Given instruction A
Answer the following questions using the passage on striper fishing below.
(i) Which hook does Roberson prefer for rigging his live bait?
(ii) What daily creel limit and size minimum apply at Jordan?
(iii) How many acres does the lake at Buggs Island cover?

Source excerpt
--- start ---

Roberson is careful about his live bait, which he catches with a cast net, either spotting them flipping on the surface in coves and pockets or seeing them in tight schools on his depthfinder. He rigs them on circle hooks.

"I like to use a 2/0 Owner circle hook, but I'll go to a 3/0. I'm particular about matching my hook sizes to the size of the bait," Roberson said. "Normally, I use my trolling motor to drift along at about 1.5 miles per hour."

Roberson uses Waterbugz side planers and puts two baits out on either side of the boat, spreading them apart by paying out different lengths of line. He puts one shad off the back of the boat on a line without any weight, allowing the shad to swim freely, and a second shad off the back on a line with a single split-shot several feet above

the hook, which pulls the bait down in the water column.

"I'm targeting stripers anywhere from the surface to about 12 feet of water," Roberson said. "They'll be suspended a lot of the time, and sometimes, they'll be right up under the surface feeding.

"Normally, I'll drag the bank south of the mouth of Beaver Creek on down toward Johnson's Island and the (Pea Ridge Road) roadbed," said Roberson. "I'll stay in less than 20 feet of water all the time, and there are some times when I get close enough to the bank that my planer boards will be over about 5 feet of water."

Jordan has a four-fish daily creel limit, with a 20-inch size minimum that's applicable to stripers and hybrids. Roberson believes that the ratio of stripers to hybrids in the lake is about 3-to-1. In the winter, he catches a higher ratio of stripers to hybrids than during the warmer months.

"In January, you have water temperatures in the high 40s and low 50s, and I don't think the hybrids will go up in the shallow water, back in the creeks, the way the stripers do at that time of the year. And now and then, you'll get a largemouth mixed in with the stripers."

Roberson will occasionally troll bucktails or use a jigging spoon in January when conditions are right.

"A jigging spoon will work if you can get right over the fish," he said. "It imitates a dying threadfin shad, and they'll hit it. If you want to troll in January, you need to fish a 3/8-ounce bucktail with a 4-inch (plastic grub) trailer. You have to use white and chartreuse. If it's not chartreuse, at Jordan, it's no use. You need some combination of chartreuse, green and white."

The January bite can last all day, Roberson said. There's no real advantage to getting out particularly early or staying extremely late. "The time of day doesn't matter; we catch them at noon in the winter," he said. "And the bite will be very predictable. If you catch them one morning, you can catch them the same time and place for the next two or three days before they move. You can be on the water from 7 a.m. to 5 p.m. all through January and catch fish."

At Buggs Island, January is really two different months -- at least as far as fishing tactics go for Joel Richardson, who fishes mostly on the lower half of the 49,500-acre lake.

In early January, or as long as the weather doesn't break off ridiculously cold, Richardson targets stripers in the first third to halfway back in major creeks with shallow- to medium-running crankbaits.

--- end ---

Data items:
--- start ---

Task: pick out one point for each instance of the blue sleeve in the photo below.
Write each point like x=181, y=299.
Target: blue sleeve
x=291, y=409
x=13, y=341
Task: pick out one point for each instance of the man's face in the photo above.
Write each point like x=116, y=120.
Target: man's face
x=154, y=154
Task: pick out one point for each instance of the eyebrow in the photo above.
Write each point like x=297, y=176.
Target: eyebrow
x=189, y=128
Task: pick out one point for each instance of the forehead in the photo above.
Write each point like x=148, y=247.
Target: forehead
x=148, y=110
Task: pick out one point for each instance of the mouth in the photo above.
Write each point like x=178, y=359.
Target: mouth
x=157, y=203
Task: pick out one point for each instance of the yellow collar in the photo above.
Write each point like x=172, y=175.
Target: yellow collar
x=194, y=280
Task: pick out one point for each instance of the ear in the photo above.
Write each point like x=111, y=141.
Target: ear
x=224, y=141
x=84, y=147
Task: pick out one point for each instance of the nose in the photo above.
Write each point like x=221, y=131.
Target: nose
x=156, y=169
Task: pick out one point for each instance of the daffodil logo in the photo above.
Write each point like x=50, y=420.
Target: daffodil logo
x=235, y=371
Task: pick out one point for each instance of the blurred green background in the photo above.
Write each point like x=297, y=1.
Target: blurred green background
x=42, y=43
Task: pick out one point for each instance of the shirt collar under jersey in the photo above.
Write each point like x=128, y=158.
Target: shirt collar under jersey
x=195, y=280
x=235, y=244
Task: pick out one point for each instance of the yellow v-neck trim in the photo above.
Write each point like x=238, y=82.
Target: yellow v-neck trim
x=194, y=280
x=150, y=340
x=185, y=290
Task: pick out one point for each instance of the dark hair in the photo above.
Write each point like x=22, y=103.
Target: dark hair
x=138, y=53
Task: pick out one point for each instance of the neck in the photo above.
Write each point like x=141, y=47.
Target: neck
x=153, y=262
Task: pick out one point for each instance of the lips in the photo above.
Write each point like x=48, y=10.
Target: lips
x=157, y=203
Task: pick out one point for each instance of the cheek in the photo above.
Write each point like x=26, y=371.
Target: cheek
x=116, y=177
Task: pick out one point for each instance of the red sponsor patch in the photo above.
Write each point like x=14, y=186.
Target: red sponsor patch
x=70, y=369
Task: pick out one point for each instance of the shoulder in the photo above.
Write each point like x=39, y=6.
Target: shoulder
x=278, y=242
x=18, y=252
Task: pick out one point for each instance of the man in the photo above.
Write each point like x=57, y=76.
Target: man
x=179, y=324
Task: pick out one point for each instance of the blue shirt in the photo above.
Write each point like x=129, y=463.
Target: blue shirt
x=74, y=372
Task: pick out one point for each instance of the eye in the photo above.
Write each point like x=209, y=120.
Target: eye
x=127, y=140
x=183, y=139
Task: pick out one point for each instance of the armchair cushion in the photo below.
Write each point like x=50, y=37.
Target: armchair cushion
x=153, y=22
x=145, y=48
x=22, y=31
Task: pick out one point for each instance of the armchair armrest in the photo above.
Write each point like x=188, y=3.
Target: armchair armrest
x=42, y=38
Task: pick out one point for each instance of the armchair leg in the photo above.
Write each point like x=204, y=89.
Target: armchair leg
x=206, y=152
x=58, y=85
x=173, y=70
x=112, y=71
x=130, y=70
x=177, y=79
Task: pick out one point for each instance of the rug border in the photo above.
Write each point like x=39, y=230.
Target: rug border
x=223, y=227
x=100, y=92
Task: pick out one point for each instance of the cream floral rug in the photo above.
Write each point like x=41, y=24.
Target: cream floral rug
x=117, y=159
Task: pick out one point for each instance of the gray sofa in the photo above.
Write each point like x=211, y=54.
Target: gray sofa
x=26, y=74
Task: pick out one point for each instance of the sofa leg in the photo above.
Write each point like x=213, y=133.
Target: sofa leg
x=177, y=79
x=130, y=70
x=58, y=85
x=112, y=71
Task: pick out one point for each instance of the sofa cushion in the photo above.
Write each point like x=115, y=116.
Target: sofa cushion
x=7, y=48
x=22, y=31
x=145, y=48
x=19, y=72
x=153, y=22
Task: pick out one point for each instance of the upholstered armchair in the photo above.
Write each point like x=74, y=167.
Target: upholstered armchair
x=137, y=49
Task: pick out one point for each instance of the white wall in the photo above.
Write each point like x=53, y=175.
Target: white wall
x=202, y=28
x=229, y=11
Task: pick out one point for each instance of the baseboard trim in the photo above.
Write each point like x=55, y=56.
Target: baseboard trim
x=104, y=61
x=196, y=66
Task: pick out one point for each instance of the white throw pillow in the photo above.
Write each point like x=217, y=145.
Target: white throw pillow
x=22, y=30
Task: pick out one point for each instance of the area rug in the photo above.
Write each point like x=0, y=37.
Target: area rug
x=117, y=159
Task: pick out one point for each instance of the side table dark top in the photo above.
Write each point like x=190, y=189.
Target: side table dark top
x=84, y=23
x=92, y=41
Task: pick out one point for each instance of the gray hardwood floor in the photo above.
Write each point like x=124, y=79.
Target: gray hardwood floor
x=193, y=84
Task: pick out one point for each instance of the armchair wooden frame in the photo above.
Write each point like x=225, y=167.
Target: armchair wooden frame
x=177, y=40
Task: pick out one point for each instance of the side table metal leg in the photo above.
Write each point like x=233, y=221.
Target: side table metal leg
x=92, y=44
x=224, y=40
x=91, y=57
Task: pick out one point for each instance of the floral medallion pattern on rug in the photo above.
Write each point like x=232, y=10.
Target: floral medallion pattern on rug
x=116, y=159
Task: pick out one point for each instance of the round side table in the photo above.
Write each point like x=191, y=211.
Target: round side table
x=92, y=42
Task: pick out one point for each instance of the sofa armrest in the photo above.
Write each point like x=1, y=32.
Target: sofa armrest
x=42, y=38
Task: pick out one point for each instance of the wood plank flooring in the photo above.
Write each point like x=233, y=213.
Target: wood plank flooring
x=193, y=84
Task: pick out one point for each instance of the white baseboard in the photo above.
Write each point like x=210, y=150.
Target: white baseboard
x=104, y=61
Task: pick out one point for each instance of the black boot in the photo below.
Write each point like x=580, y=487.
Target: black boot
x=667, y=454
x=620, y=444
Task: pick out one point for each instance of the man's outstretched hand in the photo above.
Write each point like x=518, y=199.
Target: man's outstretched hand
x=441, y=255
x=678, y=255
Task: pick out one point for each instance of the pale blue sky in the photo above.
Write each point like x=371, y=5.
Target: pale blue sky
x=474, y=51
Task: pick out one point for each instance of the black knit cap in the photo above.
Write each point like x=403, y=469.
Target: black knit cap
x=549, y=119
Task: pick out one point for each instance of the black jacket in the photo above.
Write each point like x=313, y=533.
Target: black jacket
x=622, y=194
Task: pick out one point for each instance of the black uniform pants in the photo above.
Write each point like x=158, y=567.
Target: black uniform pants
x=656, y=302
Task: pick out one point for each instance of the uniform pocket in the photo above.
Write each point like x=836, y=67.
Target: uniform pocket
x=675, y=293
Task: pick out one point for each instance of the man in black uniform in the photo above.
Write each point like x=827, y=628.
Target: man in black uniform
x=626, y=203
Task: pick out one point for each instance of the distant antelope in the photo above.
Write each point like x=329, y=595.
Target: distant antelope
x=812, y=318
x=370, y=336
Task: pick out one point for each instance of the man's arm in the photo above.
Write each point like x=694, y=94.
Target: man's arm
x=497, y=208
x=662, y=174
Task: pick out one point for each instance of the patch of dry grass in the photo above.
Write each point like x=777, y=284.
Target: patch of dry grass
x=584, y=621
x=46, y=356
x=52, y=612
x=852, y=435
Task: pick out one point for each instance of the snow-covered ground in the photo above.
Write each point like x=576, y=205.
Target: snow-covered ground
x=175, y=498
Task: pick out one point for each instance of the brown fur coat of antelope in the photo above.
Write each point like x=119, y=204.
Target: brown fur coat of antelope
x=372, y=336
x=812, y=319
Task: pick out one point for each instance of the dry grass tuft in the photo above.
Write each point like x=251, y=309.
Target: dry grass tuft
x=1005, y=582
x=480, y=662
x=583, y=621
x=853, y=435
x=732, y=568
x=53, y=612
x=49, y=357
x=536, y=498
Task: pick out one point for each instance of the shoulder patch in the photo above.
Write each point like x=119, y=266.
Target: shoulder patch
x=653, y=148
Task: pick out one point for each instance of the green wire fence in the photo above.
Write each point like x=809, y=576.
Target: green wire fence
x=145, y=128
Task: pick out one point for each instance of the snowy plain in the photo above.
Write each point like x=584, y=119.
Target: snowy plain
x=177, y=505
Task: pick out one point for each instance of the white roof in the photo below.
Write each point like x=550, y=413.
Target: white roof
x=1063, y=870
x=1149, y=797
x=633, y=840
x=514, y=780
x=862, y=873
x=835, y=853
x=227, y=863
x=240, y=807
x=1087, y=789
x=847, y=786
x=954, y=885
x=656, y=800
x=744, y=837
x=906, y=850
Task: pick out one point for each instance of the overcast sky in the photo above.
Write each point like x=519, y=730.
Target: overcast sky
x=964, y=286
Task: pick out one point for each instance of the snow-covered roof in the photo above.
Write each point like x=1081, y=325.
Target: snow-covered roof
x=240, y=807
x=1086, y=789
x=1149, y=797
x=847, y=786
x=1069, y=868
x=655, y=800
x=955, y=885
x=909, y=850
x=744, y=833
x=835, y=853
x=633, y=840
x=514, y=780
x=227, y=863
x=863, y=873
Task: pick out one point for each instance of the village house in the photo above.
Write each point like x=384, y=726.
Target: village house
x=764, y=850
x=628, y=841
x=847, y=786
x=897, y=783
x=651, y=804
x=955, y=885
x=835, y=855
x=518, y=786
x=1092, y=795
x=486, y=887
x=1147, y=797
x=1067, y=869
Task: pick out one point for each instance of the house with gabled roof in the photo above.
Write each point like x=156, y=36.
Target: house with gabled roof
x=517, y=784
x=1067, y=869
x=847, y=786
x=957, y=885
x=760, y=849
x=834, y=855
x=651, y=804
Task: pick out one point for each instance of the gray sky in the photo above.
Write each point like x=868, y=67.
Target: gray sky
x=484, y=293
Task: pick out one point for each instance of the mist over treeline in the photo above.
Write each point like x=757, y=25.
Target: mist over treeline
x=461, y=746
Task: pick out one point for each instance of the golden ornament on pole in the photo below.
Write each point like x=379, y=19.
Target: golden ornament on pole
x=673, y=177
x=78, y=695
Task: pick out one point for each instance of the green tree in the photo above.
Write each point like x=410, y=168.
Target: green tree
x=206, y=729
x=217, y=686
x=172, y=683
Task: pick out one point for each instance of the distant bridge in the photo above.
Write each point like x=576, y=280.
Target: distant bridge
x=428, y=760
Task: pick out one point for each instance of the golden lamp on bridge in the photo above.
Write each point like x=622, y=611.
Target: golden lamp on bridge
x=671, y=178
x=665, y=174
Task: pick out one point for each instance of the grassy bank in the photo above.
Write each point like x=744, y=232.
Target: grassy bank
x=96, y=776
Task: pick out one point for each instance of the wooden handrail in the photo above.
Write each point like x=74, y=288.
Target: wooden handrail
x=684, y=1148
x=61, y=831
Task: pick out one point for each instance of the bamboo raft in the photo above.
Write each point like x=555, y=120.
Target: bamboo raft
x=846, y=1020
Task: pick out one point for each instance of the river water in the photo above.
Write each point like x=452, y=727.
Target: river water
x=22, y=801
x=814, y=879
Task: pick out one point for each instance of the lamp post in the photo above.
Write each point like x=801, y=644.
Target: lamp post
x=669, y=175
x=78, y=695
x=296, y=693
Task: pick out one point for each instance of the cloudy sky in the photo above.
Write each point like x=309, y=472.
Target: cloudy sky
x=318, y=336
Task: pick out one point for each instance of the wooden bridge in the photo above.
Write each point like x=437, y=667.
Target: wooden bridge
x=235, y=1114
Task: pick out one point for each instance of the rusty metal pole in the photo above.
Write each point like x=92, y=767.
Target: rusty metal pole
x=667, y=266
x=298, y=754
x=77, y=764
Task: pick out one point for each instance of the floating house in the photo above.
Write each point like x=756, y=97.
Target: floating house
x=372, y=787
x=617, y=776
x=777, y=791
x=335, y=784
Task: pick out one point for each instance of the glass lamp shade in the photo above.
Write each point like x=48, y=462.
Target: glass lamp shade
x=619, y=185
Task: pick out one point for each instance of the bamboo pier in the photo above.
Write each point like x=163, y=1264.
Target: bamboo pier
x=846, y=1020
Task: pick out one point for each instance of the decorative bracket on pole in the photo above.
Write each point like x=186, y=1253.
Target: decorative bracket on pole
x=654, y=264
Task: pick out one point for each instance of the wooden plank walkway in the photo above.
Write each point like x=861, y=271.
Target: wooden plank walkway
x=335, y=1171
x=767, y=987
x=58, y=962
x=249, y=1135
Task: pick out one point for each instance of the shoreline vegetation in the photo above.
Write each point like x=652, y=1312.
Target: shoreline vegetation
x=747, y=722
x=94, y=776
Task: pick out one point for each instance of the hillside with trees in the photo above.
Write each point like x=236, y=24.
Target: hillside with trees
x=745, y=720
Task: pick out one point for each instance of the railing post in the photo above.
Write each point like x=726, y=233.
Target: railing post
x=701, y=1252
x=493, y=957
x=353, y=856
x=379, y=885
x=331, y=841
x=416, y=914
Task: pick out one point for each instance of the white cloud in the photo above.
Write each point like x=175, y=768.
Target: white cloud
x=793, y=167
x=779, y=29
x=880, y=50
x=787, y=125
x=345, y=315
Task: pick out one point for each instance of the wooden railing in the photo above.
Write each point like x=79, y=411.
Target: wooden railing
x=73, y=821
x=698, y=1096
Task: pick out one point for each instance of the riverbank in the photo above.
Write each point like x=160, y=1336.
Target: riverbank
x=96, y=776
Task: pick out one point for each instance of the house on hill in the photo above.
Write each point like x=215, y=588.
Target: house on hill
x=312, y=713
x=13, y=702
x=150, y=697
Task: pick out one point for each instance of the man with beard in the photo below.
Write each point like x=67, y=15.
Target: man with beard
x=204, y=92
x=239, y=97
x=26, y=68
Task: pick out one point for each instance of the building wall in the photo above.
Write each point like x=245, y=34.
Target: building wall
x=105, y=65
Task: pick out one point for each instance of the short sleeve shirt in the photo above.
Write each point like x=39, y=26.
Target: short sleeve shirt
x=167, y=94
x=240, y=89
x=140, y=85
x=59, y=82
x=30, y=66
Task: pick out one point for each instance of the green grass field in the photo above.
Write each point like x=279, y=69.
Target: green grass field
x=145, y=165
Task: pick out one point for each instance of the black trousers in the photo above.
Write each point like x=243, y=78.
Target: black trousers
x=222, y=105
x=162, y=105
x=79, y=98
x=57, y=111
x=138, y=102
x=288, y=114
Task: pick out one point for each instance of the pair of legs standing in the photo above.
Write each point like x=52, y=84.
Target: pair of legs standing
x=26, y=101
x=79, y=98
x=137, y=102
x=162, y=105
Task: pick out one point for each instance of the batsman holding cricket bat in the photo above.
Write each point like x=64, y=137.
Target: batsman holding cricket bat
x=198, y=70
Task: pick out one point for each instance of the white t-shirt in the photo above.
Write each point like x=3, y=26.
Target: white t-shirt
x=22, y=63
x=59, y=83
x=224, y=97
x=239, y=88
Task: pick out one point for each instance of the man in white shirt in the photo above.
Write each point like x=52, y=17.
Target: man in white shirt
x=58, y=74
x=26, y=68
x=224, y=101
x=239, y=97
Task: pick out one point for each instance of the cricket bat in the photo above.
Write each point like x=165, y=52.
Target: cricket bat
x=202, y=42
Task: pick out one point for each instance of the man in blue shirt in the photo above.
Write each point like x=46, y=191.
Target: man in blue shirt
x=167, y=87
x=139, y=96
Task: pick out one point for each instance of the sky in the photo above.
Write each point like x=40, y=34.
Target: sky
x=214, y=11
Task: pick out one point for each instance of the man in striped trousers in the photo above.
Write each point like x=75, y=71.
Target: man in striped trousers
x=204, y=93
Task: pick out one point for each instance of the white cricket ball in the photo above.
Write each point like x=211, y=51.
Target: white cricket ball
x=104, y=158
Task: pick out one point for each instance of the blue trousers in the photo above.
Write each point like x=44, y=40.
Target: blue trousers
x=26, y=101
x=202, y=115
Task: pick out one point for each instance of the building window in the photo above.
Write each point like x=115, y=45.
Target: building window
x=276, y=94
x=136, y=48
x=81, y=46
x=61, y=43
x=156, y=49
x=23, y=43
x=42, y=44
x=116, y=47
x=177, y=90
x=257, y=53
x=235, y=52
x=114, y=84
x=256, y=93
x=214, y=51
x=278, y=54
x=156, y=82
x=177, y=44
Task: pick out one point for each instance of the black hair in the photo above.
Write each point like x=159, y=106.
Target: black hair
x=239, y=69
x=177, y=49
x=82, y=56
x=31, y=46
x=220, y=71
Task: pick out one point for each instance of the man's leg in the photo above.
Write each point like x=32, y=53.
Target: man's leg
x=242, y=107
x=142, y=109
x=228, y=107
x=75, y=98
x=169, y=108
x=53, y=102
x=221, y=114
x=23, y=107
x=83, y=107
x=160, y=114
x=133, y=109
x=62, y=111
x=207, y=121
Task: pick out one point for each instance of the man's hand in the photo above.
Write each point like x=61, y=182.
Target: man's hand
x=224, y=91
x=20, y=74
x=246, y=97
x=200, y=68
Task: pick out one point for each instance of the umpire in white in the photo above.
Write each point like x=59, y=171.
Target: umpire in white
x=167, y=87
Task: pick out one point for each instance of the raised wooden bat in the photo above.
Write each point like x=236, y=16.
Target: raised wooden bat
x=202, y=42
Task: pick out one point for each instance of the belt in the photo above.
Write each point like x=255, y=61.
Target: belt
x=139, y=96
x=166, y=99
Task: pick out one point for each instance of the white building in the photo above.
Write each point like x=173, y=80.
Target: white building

--- end ---

Given instruction B
Reproduce verbatim the portion of the listing that opens with the line containing "Task: pick out one point for each instance of the upholstered" and closes with the line containing "x=229, y=11", including both of those lines.

Exercise output A
(i) A 2/0 Owner circle hook.
(ii) A four-fish daily limit with a 20-inch minimum size.
(iii) 49,500 acres.

Exercise output B
Task: pick out one point for each instance of the upholstered armchair in the photo above.
Write each point like x=74, y=167.
Target: upholstered armchair
x=137, y=49
Task: pick out one point for each instance of the white wall in the photo above.
Write each point like x=53, y=175.
Target: white wall
x=202, y=28
x=229, y=11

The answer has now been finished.